Annotated coordinate records:

● ● ●

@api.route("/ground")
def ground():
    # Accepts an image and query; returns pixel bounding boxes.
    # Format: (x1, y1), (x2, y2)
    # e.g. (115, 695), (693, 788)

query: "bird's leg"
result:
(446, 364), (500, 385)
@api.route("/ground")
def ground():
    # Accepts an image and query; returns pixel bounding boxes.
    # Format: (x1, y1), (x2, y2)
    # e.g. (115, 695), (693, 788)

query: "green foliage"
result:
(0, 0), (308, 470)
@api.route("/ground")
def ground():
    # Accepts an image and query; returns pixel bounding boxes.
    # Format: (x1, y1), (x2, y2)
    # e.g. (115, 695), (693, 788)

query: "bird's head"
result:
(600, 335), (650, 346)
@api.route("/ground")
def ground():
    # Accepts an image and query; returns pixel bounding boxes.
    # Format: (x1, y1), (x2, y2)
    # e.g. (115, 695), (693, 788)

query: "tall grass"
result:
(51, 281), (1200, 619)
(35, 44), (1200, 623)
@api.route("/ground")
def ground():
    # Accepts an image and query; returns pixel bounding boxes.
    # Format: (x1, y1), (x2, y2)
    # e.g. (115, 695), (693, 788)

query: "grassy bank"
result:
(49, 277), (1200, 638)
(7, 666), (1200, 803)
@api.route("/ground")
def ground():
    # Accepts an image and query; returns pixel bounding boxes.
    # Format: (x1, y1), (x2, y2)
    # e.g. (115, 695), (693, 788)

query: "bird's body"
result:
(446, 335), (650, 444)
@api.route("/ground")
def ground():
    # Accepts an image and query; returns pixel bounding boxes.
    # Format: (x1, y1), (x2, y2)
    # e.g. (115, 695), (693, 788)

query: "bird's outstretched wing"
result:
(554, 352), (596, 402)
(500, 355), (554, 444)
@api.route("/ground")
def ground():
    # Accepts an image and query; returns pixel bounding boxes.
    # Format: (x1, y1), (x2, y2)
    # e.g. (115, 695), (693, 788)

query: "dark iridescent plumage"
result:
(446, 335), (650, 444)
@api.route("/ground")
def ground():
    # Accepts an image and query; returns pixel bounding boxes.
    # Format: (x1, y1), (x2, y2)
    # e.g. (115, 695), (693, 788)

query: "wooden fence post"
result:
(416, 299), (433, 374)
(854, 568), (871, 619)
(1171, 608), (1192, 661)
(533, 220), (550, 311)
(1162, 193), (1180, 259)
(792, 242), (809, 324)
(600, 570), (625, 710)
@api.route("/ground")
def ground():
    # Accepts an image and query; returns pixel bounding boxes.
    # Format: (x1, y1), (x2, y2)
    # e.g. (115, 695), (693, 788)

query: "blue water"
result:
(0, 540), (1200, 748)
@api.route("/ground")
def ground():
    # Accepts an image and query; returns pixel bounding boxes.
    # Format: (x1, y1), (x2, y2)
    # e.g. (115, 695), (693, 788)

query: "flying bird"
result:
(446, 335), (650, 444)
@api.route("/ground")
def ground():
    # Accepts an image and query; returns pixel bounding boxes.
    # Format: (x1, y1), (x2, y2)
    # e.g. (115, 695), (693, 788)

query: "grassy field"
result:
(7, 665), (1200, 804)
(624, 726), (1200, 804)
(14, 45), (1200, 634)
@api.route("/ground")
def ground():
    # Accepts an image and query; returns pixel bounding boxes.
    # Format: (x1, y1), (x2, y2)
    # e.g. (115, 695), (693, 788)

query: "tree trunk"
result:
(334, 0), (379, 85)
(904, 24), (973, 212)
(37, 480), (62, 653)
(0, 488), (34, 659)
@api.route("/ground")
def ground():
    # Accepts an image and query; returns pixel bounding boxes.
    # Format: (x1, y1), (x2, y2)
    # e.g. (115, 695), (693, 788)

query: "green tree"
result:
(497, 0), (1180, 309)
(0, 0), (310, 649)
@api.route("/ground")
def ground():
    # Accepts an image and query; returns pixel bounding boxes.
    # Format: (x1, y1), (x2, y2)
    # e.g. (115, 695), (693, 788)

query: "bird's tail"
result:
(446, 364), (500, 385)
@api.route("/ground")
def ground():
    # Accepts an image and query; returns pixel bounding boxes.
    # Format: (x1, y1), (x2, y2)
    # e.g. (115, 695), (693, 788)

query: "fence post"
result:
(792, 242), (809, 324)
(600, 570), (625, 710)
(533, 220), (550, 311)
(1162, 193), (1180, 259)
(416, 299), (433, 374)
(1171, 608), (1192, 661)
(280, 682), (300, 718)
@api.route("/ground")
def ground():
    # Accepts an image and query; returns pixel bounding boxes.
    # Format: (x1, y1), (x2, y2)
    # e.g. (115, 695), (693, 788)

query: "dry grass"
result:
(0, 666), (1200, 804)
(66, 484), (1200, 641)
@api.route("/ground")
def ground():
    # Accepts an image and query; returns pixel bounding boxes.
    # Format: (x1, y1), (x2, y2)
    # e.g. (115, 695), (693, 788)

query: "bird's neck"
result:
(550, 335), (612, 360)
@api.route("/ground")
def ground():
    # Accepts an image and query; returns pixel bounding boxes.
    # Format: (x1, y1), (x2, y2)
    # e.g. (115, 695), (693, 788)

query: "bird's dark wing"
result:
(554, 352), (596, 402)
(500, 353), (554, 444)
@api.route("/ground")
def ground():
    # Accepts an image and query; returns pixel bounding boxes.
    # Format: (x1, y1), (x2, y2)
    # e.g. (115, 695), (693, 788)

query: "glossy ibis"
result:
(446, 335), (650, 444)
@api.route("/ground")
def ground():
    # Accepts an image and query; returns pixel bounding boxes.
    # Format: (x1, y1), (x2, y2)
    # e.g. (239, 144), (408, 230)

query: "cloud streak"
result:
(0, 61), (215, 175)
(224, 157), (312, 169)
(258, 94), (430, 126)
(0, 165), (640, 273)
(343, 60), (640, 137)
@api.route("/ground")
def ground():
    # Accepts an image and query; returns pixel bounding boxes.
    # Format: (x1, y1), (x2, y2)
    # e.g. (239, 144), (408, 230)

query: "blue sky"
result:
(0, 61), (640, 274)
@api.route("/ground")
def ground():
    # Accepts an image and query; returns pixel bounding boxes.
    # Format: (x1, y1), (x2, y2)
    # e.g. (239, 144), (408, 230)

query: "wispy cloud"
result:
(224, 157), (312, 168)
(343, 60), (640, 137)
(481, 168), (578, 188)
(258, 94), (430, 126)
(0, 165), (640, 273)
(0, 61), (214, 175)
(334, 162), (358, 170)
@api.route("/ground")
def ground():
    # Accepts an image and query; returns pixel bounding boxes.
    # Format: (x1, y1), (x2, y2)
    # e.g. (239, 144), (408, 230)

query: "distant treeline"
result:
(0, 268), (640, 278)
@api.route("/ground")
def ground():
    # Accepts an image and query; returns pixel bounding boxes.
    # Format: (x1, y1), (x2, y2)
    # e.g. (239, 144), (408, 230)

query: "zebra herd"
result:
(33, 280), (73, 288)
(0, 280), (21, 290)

● ● ●

Exercise:
Reproduce all of the entries above character for character, with nothing changed.

Solution for this task:
@api.route("/ground")
def ground():
    # Accepts an image and query; returns pixel bounding boxes.
    # Format: (x1, y1), (x2, y2)
    # e.g. (115, 695), (693, 788)

query: "bird's leg"
result:
(446, 364), (500, 385)
@api.route("/ground")
def ground():
    # Accepts an image and query; returns pixel bounding boxes.
    # Format: (x1, y1), (x2, y2)
    # e.g. (115, 695), (693, 788)

query: "green foliage"
result:
(0, 0), (308, 470)
@api.route("/ground")
def ground():
    # Accepts an image and query; returns pixel bounding boxes.
    # Format: (x1, y1), (x2, y2)
    # e.g. (115, 695), (693, 788)

query: "bird's head"
result:
(600, 335), (650, 346)
@api.route("/ground")
def ground():
    # Accepts an image and query; returns pixel bounding boxes.
    # Format: (x1, y1), (x2, y2)
    # e.g. (115, 695), (693, 788)

query: "tall grass"
result:
(51, 281), (1200, 619)
(35, 44), (1200, 623)
@api.route("/ground")
def ground():
    # Accepts an image and query; returns pixel bounding boxes.
    # Format: (x1, y1), (x2, y2)
    # e.g. (115, 695), (693, 788)

query: "grassy bank"
result:
(49, 277), (1200, 638)
(7, 666), (1200, 803)
@api.route("/ground")
def ground():
    # Accepts an image and query; returns pixel bounding boxes.
    # Format: (x1, y1), (x2, y2)
    # e.g. (115, 695), (693, 788)

query: "bird's body"
result:
(446, 335), (650, 444)
@api.route("/ground")
def ground():
    # Accepts an image and query; returns pixel bounding boxes.
    # Format: (x1, y1), (x2, y2)
    # e.g. (115, 695), (693, 788)

query: "bird's outstretched wing"
result:
(554, 352), (596, 402)
(500, 355), (554, 444)
@api.route("/ground")
def ground():
    # Accepts an image and query; returns pixel bounding boxes.
    # Format: (x1, y1), (x2, y2)
    # e.g. (115, 695), (693, 788)

query: "dark iridescent plumage"
result:
(446, 335), (650, 444)
@api.route("/ground")
def ground():
    # Accepts an image and query; returns pixel bounding boxes.
    # Format: (x1, y1), (x2, y2)
    # e.g. (115, 695), (693, 788)

query: "wooden fence post"
result:
(416, 299), (433, 374)
(854, 568), (871, 619)
(1171, 608), (1192, 661)
(533, 220), (550, 311)
(1162, 193), (1180, 259)
(792, 242), (809, 324)
(600, 570), (625, 710)
@api.route("/ground")
def ground():
    # Accepts an image and query; returns pixel bounding boxes.
    # Format: (x1, y1), (x2, y2)
    # e.g. (115, 695), (693, 788)

query: "blue water"
result:
(0, 540), (1200, 748)
@api.route("/ground")
def ground():
    # Accepts an image and query; returns pixel bounding boxes.
    # Format: (x1, y1), (x2, y2)
    # e.g. (115, 695), (693, 788)

query: "flying bird"
result:
(446, 335), (650, 444)
@api.route("/ground")
def ground():
    # Accepts an image and query; returns pixel bounding boxes.
    # Format: (x1, y1), (x2, y2)
    # e.g. (115, 695), (693, 788)

query: "grassy field"
result:
(7, 665), (1200, 804)
(624, 726), (1200, 804)
(14, 45), (1200, 634)
@api.route("/ground")
def ground():
    # Accepts an image and query; returns pixel bounding boxes.
    # Format: (x1, y1), (x2, y2)
    # e.g. (115, 695), (693, 788)

query: "tree trunk"
result:
(334, 0), (379, 85)
(904, 24), (973, 212)
(37, 480), (62, 653)
(0, 488), (34, 659)
@api.route("/ground")
def ground():
    # Accepts an image and query; returns pixel bounding boxes.
    # Format: (x1, y1), (x2, y2)
    # e.g. (115, 695), (693, 788)

query: "green tree"
result:
(497, 0), (1180, 309)
(0, 0), (310, 649)
@api.route("/ground")
def ground():
    # Accepts an image and query; returns pixel bounding boxes.
    # Format: (x1, y1), (x2, y2)
    # e.g. (115, 695), (693, 788)

query: "bird's tail"
result:
(446, 364), (500, 385)
@api.route("/ground")
def ground():
    # Accepts an image and query; returns pixel bounding boxes.
    # Format: (x1, y1), (x2, y2)
    # e.g. (115, 695), (693, 788)

query: "fence post"
result:
(792, 242), (809, 324)
(600, 570), (625, 710)
(533, 220), (550, 311)
(1162, 193), (1180, 259)
(416, 299), (433, 374)
(1171, 608), (1192, 661)
(280, 682), (300, 718)
@api.route("/ground")
def ground():
    # Accepts an image and query; returns pixel bounding boxes.
    # Format: (x1, y1), (x2, y2)
    # e.g. (115, 695), (693, 788)

query: "dry grass"
result:
(0, 666), (1200, 804)
(66, 484), (1200, 641)
@api.route("/ground")
def ground():
    # Accepts an image and query; returns pixel bounding boxes.
    # Format: (x1, y1), (x2, y2)
    # e.g. (115, 695), (693, 788)

query: "bird's neck"
result:
(550, 335), (612, 360)
@api.route("/ground")
def ground():
    # Accepts an image and query; returns pixel bounding boxes.
    # Format: (x1, y1), (x2, y2)
    # e.g. (115, 695), (693, 788)

query: "bird's dark wing"
result:
(554, 352), (596, 402)
(500, 353), (554, 444)
@api.route("/ground")
def ground():
    # Accepts an image and query; returns pixel bounding boxes.
    # Format: (x1, y1), (x2, y2)
    # e.g. (115, 695), (693, 788)

query: "glossy ibis"
result:
(446, 335), (650, 444)
@api.route("/ground")
def ground():
    # Accepts an image and query; returns pixel bounding boxes.
    # Format: (x1, y1), (x2, y2)
    # e.g. (239, 144), (408, 230)

query: "cloud streak"
result:
(0, 61), (215, 175)
(224, 157), (312, 169)
(258, 94), (430, 126)
(0, 165), (640, 273)
(343, 60), (640, 137)
@api.route("/ground")
def ground():
    # Accepts an image and query; returns pixel bounding boxes.
    # Format: (x1, y1), (x2, y2)
    # e.g. (239, 144), (408, 230)

query: "blue sky"
result:
(0, 61), (640, 274)
@api.route("/ground")
def ground():
    # Accepts an image and query; returns pixel bounding boxes.
    # Format: (x1, y1), (x2, y2)
    # e.g. (239, 144), (408, 230)

query: "wispy cloud"
result:
(224, 157), (312, 168)
(343, 60), (640, 137)
(481, 168), (578, 188)
(258, 94), (430, 126)
(0, 165), (640, 273)
(0, 61), (214, 175)
(334, 162), (358, 170)
@api.route("/ground")
def ground():
    # Accepts an image and query; returns pixel bounding boxes.
    # Format: (x1, y1), (x2, y2)
    # e.g. (239, 144), (408, 230)

query: "distant treeline"
result:
(0, 268), (640, 278)
@api.route("/ground")
def ground():
    # Accepts an image and query; returns pixel bounding boxes.
    # Format: (x1, y1), (x2, y2)
    # e.g. (239, 144), (408, 230)

query: "zebra herd"
result:
(33, 280), (73, 288)
(0, 280), (21, 290)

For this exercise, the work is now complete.